The task
Rewrite all of the records below, replacing "Tag every instance" with "Mark each instance" wherever it occurs and keeping every other word unchanged. Leave the pictures out of your answer.

Data records
=-=-=-=-=
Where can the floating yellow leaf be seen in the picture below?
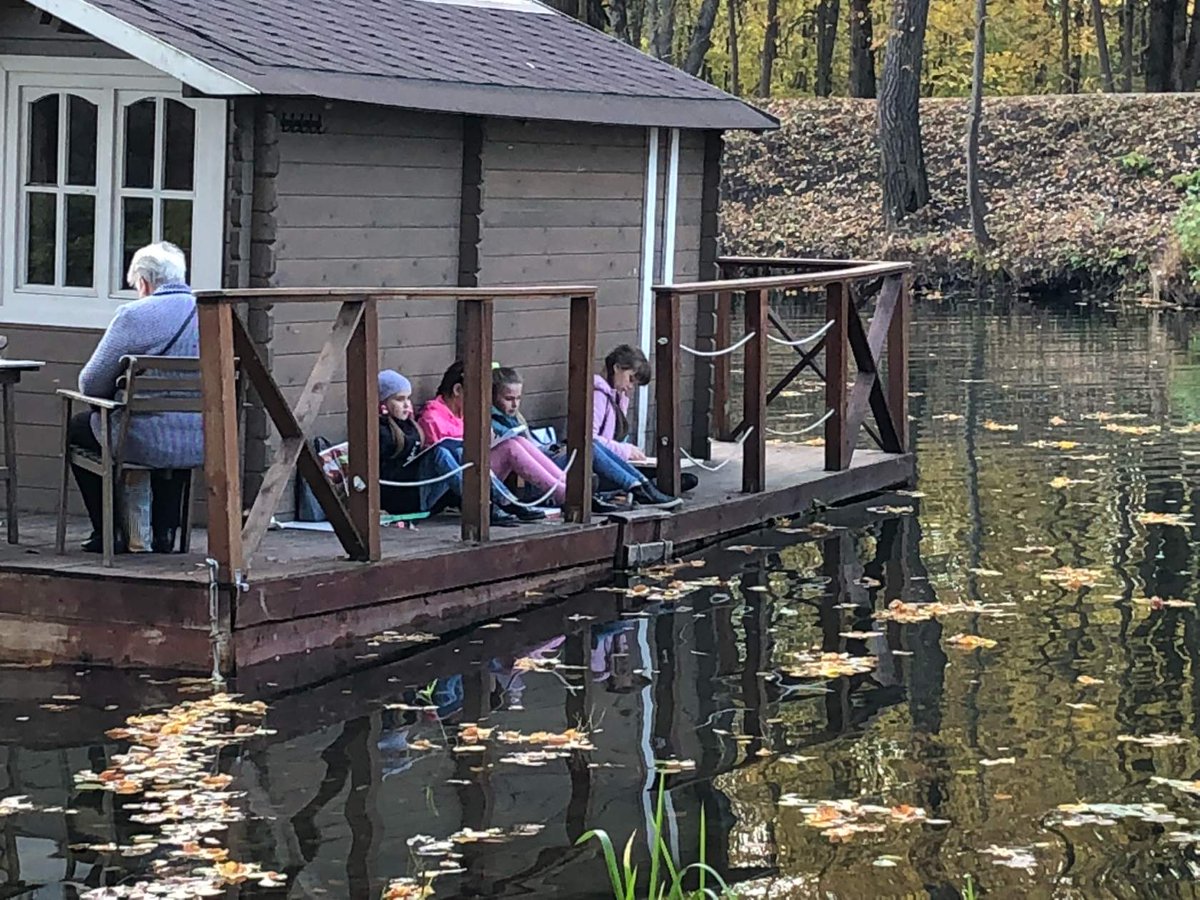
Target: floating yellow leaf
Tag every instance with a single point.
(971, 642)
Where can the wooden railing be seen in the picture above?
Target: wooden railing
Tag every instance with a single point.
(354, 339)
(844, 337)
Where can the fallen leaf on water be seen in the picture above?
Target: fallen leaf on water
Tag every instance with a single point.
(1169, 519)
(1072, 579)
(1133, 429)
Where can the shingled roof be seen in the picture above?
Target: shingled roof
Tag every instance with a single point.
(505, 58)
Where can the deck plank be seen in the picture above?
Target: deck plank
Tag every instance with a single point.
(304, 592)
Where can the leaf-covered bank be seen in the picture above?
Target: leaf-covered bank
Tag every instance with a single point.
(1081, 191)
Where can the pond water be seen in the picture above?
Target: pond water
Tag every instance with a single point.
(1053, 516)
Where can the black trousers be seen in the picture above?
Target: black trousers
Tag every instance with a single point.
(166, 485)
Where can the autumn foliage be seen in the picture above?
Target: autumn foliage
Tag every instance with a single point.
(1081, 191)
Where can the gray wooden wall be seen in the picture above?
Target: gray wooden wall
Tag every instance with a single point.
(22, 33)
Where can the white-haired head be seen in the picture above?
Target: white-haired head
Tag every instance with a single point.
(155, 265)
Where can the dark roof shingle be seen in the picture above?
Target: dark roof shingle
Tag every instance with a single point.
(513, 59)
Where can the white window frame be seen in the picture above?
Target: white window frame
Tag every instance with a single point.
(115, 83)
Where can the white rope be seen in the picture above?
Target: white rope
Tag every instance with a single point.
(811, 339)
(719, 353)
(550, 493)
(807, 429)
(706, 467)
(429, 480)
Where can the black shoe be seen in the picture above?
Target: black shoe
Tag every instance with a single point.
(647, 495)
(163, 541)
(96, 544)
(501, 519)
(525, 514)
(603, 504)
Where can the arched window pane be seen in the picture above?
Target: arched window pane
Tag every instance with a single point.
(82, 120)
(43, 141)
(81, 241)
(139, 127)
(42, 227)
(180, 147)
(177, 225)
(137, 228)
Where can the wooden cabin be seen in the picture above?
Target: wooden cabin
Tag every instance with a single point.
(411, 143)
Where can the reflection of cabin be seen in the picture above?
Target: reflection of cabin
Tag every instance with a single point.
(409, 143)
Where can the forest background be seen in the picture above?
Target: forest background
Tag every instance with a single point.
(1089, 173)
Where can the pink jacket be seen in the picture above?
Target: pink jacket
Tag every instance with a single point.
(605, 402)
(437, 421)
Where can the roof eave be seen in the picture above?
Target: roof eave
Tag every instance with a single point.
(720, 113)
=-=-=-=-=
Result below
Where can the floating yellow leaf be seen in the picture below?
Target: floating yellow leaf
Mark each instance with a single point.
(971, 642)
Where can the wooden railing be seen in the picture above?
Target: wooden railing
Mark each instance with a single point.
(354, 339)
(844, 337)
Where can the fallen leaf on water be seen in the picture above?
Target: fallen leaf on water
Mark each instance with a single point.
(1169, 519)
(1072, 579)
(1133, 429)
Where can the shingled roof be seen in the picture above?
Target: shingled roof
Mark each instance with a single point.
(505, 58)
Where can the deck plank be seen in the picture above?
Target: deck plank
Mark each instance with a single point.
(304, 592)
Where can the leaf-covered bank be seen in the picture above?
Target: leaf-covered bank
Mark each instance with a single point.
(1081, 191)
Where can the pond water be seen in the picture above?
Target: pond water
Mark each instance with a single point.
(1053, 516)
Where can the black trousers be seen in the picture above?
Target: black trousers
Mark each instance with a single point.
(166, 485)
Where can the autumn foliage be seen in the picture above?
Target: autumn foliage
Mark each instance with a single point.
(1081, 191)
Where can the gray wooden wall be seen in the picture above?
Target: gray wooden wall
Mark each instance with a single point.
(22, 33)
Where can the white-haired head be seen in the picture above?
Target: white-haired head
Mark each instance with a single point.
(155, 265)
Where can the dark roof shingle be seen in the picture above?
Target: dark roof shingle
Mark each instance with a single point.
(513, 59)
Where can the white window frame be seen in the picture above?
Target: white window frame
Mark each instance with a single point.
(115, 83)
Where can the white rope be seen in the picture above?
Target: white rope
Mark each instance with a single point.
(811, 339)
(719, 353)
(550, 493)
(807, 429)
(706, 467)
(429, 480)
Where can the black shoe be seen in the picture above?
Target: black shoe
Mark each instance with a single point.
(647, 495)
(163, 541)
(96, 544)
(501, 519)
(525, 514)
(603, 504)
Where can the arched window pane be seen in the picture above?
Target: arched window pane
Mark each instance with a single point.
(82, 120)
(43, 141)
(81, 241)
(139, 127)
(42, 227)
(180, 147)
(177, 225)
(137, 228)
Where can the wooden cabin be seen in the picture above?
Target: wooden cabin
Mark each instance with a single point.
(411, 143)
Where can the reflection of cabin be seen in the picture above?
Target: reflection of cabin
Mark each instance with a single point.
(409, 143)
Where can the forest background be seen in the picture above?
Target: forest background
Mark each instance with a single point.
(1089, 173)
Where can the pink jacket be seen in the picture above?
Target: pink jacket
Mark each instance with a single point.
(605, 402)
(437, 421)
Where can the roof eave be seen in the picture above?
Target: roof eave
Mark each instance with a single point.
(720, 113)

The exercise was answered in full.